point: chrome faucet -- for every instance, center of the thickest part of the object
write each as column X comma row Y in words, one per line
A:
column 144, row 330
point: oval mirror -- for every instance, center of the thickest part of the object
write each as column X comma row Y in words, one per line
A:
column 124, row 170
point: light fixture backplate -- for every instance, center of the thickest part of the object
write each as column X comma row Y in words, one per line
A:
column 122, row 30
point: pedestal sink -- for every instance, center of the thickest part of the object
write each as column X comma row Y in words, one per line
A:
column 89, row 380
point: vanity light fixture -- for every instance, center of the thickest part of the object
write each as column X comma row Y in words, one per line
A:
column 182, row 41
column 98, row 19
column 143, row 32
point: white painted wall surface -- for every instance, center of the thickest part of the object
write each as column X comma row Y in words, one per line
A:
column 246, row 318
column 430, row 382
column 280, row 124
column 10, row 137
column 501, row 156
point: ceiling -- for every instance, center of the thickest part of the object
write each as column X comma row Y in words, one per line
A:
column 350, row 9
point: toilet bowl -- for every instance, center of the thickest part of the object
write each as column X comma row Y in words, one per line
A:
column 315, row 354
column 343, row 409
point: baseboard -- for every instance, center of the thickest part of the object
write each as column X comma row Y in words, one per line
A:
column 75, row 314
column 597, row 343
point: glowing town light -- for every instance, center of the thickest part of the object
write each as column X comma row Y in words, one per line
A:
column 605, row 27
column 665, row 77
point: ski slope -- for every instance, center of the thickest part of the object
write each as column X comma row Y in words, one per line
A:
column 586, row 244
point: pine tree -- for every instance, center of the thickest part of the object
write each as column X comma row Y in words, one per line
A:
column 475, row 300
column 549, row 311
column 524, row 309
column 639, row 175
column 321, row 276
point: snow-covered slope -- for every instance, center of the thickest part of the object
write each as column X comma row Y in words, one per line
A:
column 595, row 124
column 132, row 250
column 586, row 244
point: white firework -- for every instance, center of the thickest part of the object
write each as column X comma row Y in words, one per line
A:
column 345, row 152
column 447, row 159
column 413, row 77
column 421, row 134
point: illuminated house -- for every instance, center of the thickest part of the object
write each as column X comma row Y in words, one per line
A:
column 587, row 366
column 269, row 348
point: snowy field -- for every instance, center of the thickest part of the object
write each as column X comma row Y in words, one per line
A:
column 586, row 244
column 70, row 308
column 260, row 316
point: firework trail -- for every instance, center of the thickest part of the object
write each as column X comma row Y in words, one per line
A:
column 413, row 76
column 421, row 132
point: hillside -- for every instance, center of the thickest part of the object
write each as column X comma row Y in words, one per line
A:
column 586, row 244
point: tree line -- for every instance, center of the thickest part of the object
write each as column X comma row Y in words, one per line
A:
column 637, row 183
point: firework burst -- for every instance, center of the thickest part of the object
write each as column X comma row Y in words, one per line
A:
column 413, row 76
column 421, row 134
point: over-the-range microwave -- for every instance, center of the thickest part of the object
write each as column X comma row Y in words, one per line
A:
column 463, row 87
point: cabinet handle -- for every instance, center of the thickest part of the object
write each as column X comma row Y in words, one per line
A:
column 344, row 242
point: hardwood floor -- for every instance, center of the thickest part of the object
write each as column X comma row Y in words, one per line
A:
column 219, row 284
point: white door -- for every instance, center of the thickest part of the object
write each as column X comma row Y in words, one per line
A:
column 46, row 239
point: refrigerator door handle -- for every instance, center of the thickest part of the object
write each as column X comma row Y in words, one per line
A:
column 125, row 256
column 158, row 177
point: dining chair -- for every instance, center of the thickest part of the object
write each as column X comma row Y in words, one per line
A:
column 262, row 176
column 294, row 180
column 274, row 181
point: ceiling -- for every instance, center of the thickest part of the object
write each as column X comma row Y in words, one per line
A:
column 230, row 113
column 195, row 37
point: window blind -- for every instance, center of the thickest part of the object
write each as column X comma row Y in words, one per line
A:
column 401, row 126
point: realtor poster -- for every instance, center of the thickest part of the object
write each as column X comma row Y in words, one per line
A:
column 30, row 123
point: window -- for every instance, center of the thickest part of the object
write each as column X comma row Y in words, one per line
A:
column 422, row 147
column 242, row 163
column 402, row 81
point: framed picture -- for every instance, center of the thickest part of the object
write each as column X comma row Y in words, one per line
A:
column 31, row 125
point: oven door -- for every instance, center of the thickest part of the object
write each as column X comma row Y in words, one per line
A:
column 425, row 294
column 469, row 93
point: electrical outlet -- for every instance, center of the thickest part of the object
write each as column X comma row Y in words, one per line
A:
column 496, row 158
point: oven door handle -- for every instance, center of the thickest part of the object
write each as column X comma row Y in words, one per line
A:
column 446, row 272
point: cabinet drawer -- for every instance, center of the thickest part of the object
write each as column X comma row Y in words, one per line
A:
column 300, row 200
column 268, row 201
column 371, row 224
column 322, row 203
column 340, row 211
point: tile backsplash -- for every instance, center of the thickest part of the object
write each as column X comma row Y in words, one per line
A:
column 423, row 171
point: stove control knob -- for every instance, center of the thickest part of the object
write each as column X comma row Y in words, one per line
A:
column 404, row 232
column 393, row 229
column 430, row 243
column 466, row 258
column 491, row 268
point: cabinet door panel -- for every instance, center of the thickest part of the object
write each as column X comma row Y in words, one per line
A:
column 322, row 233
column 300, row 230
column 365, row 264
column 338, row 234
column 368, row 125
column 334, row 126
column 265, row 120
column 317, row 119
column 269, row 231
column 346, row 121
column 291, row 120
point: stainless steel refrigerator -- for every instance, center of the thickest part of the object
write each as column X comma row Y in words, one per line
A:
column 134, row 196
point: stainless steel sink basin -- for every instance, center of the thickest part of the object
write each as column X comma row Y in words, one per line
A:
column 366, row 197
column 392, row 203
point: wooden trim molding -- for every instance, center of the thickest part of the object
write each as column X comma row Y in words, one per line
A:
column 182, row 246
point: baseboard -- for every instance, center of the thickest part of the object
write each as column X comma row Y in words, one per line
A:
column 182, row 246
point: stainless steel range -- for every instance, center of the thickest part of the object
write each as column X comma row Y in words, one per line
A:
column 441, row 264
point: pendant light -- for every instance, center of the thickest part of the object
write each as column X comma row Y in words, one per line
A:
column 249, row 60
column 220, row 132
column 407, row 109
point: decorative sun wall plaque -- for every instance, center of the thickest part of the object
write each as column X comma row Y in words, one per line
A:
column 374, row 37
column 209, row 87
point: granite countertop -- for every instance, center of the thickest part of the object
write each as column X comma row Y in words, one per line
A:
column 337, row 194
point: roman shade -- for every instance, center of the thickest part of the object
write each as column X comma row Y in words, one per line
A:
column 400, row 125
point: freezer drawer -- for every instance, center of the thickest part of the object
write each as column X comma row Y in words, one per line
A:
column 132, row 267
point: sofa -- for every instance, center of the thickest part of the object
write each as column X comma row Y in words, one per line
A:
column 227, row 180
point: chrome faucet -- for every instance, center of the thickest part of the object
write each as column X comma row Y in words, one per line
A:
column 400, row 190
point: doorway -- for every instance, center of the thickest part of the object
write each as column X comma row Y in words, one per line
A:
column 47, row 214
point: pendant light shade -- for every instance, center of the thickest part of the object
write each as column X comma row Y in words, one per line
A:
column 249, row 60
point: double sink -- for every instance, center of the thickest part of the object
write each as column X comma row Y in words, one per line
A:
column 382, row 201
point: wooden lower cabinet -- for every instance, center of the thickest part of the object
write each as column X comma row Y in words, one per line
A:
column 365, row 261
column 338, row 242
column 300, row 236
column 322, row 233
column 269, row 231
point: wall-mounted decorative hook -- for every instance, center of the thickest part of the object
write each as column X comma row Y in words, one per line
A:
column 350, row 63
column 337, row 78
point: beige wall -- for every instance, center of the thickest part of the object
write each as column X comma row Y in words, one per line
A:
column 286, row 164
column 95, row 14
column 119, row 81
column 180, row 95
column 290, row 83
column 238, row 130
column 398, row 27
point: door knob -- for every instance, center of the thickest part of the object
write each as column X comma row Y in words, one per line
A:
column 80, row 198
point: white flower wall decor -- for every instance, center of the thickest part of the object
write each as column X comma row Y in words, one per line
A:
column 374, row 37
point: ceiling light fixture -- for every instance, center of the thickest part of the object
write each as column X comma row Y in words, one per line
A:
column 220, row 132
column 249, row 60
■ ■ ■ ■ ■
=== Activity ===
Copy whichever lines in the listing above hold "window".

=== Response ===
point: window blind -- for every instance, center of the thickest part of the object
point: window -- for every instance, center of the thickest part of the object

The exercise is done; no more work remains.